%%
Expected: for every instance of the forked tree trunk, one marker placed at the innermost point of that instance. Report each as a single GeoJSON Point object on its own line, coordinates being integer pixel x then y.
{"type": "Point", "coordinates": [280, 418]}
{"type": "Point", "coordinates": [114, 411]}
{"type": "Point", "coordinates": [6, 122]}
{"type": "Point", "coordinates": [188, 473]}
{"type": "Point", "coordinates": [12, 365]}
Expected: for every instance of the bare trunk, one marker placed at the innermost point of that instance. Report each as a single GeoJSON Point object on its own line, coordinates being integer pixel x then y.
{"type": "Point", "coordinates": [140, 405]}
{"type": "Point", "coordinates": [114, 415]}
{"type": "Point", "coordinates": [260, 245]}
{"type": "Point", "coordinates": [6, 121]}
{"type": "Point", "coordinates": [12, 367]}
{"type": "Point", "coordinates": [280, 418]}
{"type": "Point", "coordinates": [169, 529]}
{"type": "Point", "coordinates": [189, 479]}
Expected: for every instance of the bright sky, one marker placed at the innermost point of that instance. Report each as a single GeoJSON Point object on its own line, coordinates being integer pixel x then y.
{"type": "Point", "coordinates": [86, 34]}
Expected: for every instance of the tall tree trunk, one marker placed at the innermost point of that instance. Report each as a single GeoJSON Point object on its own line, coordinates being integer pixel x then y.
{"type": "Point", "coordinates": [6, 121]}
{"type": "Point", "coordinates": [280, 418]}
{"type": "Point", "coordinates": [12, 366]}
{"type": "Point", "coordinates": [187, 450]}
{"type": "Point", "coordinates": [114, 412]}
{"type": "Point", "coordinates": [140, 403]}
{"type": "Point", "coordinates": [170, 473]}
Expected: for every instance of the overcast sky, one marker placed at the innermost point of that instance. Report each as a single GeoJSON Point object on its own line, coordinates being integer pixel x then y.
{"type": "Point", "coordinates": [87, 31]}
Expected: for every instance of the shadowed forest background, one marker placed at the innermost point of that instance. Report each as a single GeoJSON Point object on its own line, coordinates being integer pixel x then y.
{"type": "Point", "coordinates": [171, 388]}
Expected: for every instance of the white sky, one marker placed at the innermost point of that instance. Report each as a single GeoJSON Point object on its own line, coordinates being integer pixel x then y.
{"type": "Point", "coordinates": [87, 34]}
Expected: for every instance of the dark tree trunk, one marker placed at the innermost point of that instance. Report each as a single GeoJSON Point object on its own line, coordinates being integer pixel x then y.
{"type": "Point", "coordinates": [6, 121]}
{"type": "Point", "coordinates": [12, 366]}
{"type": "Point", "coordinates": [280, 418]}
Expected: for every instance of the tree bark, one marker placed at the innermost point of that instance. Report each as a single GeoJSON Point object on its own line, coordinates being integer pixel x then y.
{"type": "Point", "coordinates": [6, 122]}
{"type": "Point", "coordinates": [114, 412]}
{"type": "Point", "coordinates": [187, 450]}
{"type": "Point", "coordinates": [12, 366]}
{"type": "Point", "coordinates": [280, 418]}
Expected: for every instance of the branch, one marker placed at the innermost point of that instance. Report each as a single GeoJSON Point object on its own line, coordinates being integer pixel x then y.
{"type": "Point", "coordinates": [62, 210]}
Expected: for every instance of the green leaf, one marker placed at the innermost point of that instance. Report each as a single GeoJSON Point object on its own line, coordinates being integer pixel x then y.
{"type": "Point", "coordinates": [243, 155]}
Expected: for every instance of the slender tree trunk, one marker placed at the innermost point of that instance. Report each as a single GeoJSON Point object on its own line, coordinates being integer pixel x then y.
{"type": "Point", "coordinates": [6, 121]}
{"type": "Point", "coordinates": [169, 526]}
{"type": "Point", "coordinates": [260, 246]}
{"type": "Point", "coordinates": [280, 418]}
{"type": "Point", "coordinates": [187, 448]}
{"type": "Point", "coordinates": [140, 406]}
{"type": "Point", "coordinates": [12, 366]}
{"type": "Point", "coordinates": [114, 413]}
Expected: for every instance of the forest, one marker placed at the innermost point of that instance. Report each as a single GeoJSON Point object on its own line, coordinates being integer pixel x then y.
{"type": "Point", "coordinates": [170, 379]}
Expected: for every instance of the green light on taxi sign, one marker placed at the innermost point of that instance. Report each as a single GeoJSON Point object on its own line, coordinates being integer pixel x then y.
%%
What the task requires
Copy all the entries verbatim.

Full response
Expected: for every instance of the forked tree trunk, one marker placed at the innermost point of that instance. Report each as a single GeoJSON Point object on its own line, coordinates being integer pixel x then y.
{"type": "Point", "coordinates": [280, 418]}
{"type": "Point", "coordinates": [114, 411]}
{"type": "Point", "coordinates": [6, 122]}
{"type": "Point", "coordinates": [188, 473]}
{"type": "Point", "coordinates": [12, 365]}
Expected: for every instance of the bare trunk, one marker placed at the innermost point of that instance. Report each as a single GeoJSON Point object on its own line, coordinates being integer pixel x then y.
{"type": "Point", "coordinates": [140, 405]}
{"type": "Point", "coordinates": [114, 415]}
{"type": "Point", "coordinates": [260, 245]}
{"type": "Point", "coordinates": [6, 121]}
{"type": "Point", "coordinates": [12, 367]}
{"type": "Point", "coordinates": [280, 418]}
{"type": "Point", "coordinates": [169, 529]}
{"type": "Point", "coordinates": [189, 479]}
Expected: for every instance of the bright sky, one marker placed at the innermost point of that instance. Report each as a single GeoJSON Point object on its own line, coordinates being integer pixel x then y.
{"type": "Point", "coordinates": [86, 34]}
Expected: for every instance of the tall tree trunk, one marker placed at the innermost point of that instance. Report each as a single GeoJSON Point object on its own line, coordinates being integer pixel x then y.
{"type": "Point", "coordinates": [6, 121]}
{"type": "Point", "coordinates": [280, 418]}
{"type": "Point", "coordinates": [12, 366]}
{"type": "Point", "coordinates": [187, 450]}
{"type": "Point", "coordinates": [114, 412]}
{"type": "Point", "coordinates": [140, 403]}
{"type": "Point", "coordinates": [170, 473]}
Expected: for every instance of the overcast sky, one marker placed at the innermost point of that instance. Report each as a single GeoJSON Point object on its own line, coordinates being integer pixel x then y.
{"type": "Point", "coordinates": [87, 31]}
Expected: for every instance of the shadowed forest background, one marker placed at the innermost point of that instance. Report each as a single GeoJSON Point object on its own line, coordinates being integer pixel x then y.
{"type": "Point", "coordinates": [171, 388]}
Expected: for every instance of the white sky, one marker placed at the innermost point of that instance. Report each as a single GeoJSON Point object on its own line, coordinates being integer pixel x then y.
{"type": "Point", "coordinates": [87, 34]}
Expected: for every instance of the dark tree trunk, one marker placed at the innermost point of that instance. Report each as a single GeoJSON Point object on its own line, coordinates being integer pixel x then y.
{"type": "Point", "coordinates": [6, 121]}
{"type": "Point", "coordinates": [12, 366]}
{"type": "Point", "coordinates": [280, 418]}
Expected: for every instance of the tree bark, one marker placed at the innermost point of that instance. Report each as a single GeoJSON Point object on its own line, coordinates being integer pixel x then y.
{"type": "Point", "coordinates": [6, 122]}
{"type": "Point", "coordinates": [114, 412]}
{"type": "Point", "coordinates": [187, 450]}
{"type": "Point", "coordinates": [12, 366]}
{"type": "Point", "coordinates": [280, 418]}
Expected: for every instance of the branch, one marker placed at the innermost point of that instance. Report each as a single GeoJSON Point object on its own line, coordinates being integer pixel x then y.
{"type": "Point", "coordinates": [62, 210]}
Expected: for every instance of the green leaf, one marker placed at the innermost point of that instance. Report each as a single GeoJSON Point object on its own line, coordinates being integer pixel x then y.
{"type": "Point", "coordinates": [243, 155]}
Expected: for every instance of the slender tree trunk, one marker placed at the innermost point of that instance. Report each as a single GeoJSON Point object on its own line, coordinates being integer pixel x then y.
{"type": "Point", "coordinates": [6, 121]}
{"type": "Point", "coordinates": [169, 526]}
{"type": "Point", "coordinates": [260, 246]}
{"type": "Point", "coordinates": [280, 418]}
{"type": "Point", "coordinates": [187, 448]}
{"type": "Point", "coordinates": [140, 406]}
{"type": "Point", "coordinates": [12, 366]}
{"type": "Point", "coordinates": [114, 413]}
Expected: for every instance of the forest, one marker placed at the innermost point of that instance. Report each as a single GeoJSON Point object on its own line, coordinates being integer pixel x then y.
{"type": "Point", "coordinates": [170, 379]}
Expected: for every instance of the green light on taxi sign, one marker placed at the innermost point of that instance. Report each as a single GeoJSON Point object on its own line, coordinates being integer pixel x then y.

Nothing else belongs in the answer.